Sezione del documento:

Edgard
Varèse
ARCANA
(1925-27)
I musicisti contemporanei si
rifiutano di morire! (Edgard Varèse) |
2 Vincenzo Carlini
Nella mattinata del 6 novembre del 1965
moriva in un letto d’ospedale di New York uno dei più grandi innovatori che
la storia della musica ricordi. Aspetto da mad professor (capelli, dal nero al brizzolato, perennemente
scombinati come in balia d’invisibili correnti elettriche), Edgard (Victor Achille Charles) Varèse
trascorse la sua vita a rincorrere il sogno di una musica concepita come
pura manipolazione del suono, come modo di comporre “libero” da costrizioni
formali e da sterili accademismi. Varèse fu il vero pioniere della
musica elettronica: suo è il Poème électronique composto tra il
1957 e il 1958 per essere “riprodotto” – si tratta di un nastro magnetico -
all’interno del Philips Radio Corporation Pavillon progettato da Le Corbusier per l’Esposizione
Universale di Bruxelles. Varèse è
l’unico musicista per il quale l’avanguardia (quella vera) non è una mera
etichetta appiccicata a forza a chi cerca (spesso non riuscendoci) di essere
diverso. Perché Varèse è veramente
qualcosa di NUOVO. E’ colui che ha traghettato il ventesimo secolo nella
musica e la musica stessa nel futuro. Un futuro che ha reso Varèse IL musicista moderno per
antonomasia. A quarant’anni esatti dalla sua
scomparsa, ci sembrava opportuno rendere un doveroso omaggio allo “scienziato
della musica”, ad un musicista cioè troppo avanti rispetto al suo tempo e
che, ancora oggi, suscita incondizionata ammirazione (come negli appassionati
omaggi di un altro maverick della
musica, Frank Zappa) o violento
ribrezzo (memorabile lo scandalo che suscitò a New York la prima esecuzione
di Hyperprism).
Per approfondire la straordinaria figura di Varèse, inevitabilmente la nostra scelta è ricaduta su Arcana,
uno dei suoi brani più rappresentativi: una partitura dagli esiti
sconvolgenti (come del resto l’intera opera di Varèse) e che, in un sito web come questo dedicato
all’Astronomia, costituisce il passe-partout
privilegiato per accedere al mondo del musicista franco-americano (ma con
sangue italiano nelle vene). Arcana fu eseguita alla
Philadelphia’s Academy of Music per la prima volta nel 1926 da Leopold
Stokowski dopo ben sedici sessioni di prove, ed è ispirata ad un
passo della Astronomia Ermetica di Paracelso.
Il brano in questione (che originariamente doveva intitolarsi Arcanes)

Dati raccolti:
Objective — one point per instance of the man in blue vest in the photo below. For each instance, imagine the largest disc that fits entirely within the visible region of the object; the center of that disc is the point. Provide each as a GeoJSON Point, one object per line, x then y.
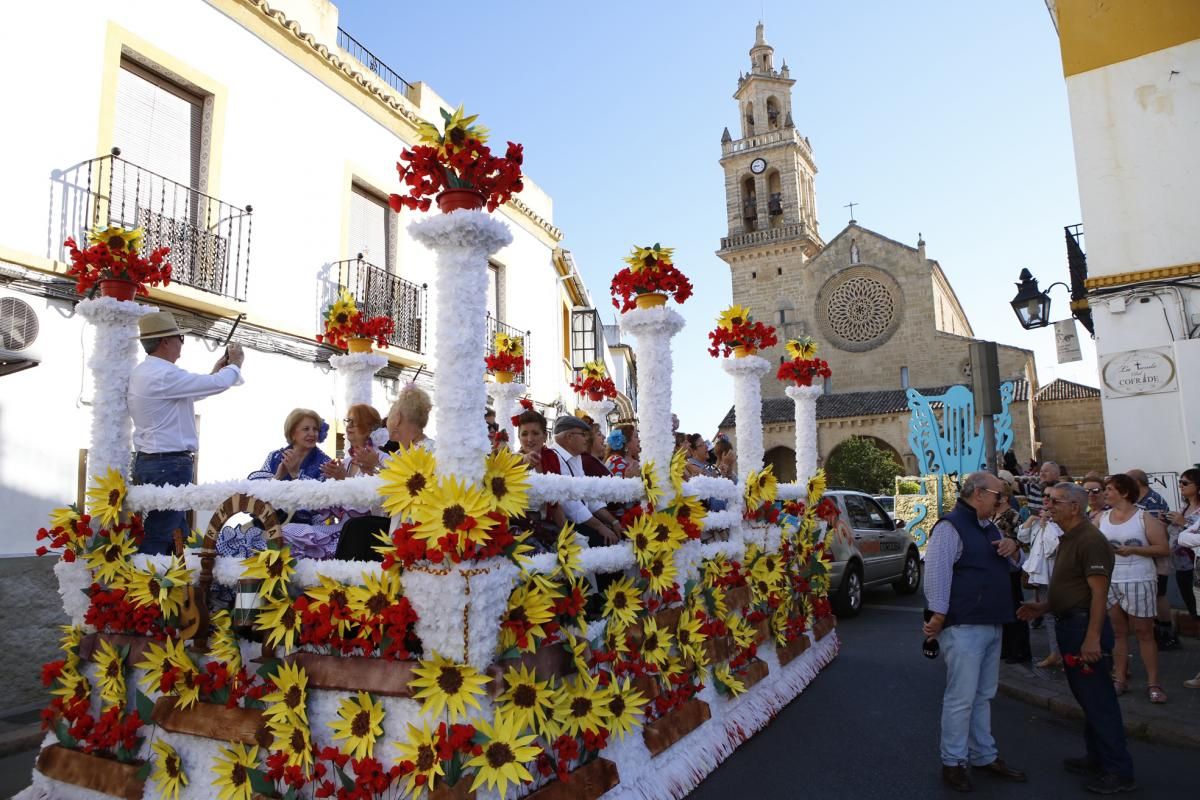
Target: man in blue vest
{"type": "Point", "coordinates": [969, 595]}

Cosa fare: Per favore, riscrivi il testo su Varèse partendo da "Per approfondire la" e proseguendo fino a "doveva intitolarsi Arcanes)", sostituendo "sedici" con "dodici".

Spazio risposta:
Per approfondire la straordinaria figura di Varèse, inevitabilmente la nostra scelta è ricaduta su Arcana,
uno dei suoi brani più rappresentativi: una partitura dagli esiti
sconvolgenti (come del resto l’intera opera di Varèse) e che, in un sito web come questo dedicato
all’Astronomia, costituisce il passe-partout
privilegiato per accedere al mondo del musicista franco-americano (ma con
sangue italiano nelle vene). Arcana fu eseguita alla
Philadelphia’s Academy of Music per la prima volta nel 1926 da Leopold
Stokowski dopo ben dodici sessioni di prove, ed è ispirata ad un
passo della Astronomia Ermetica di Paracelso.
Il brano in questione (che originariamente doveva intitolarsi Arcanes)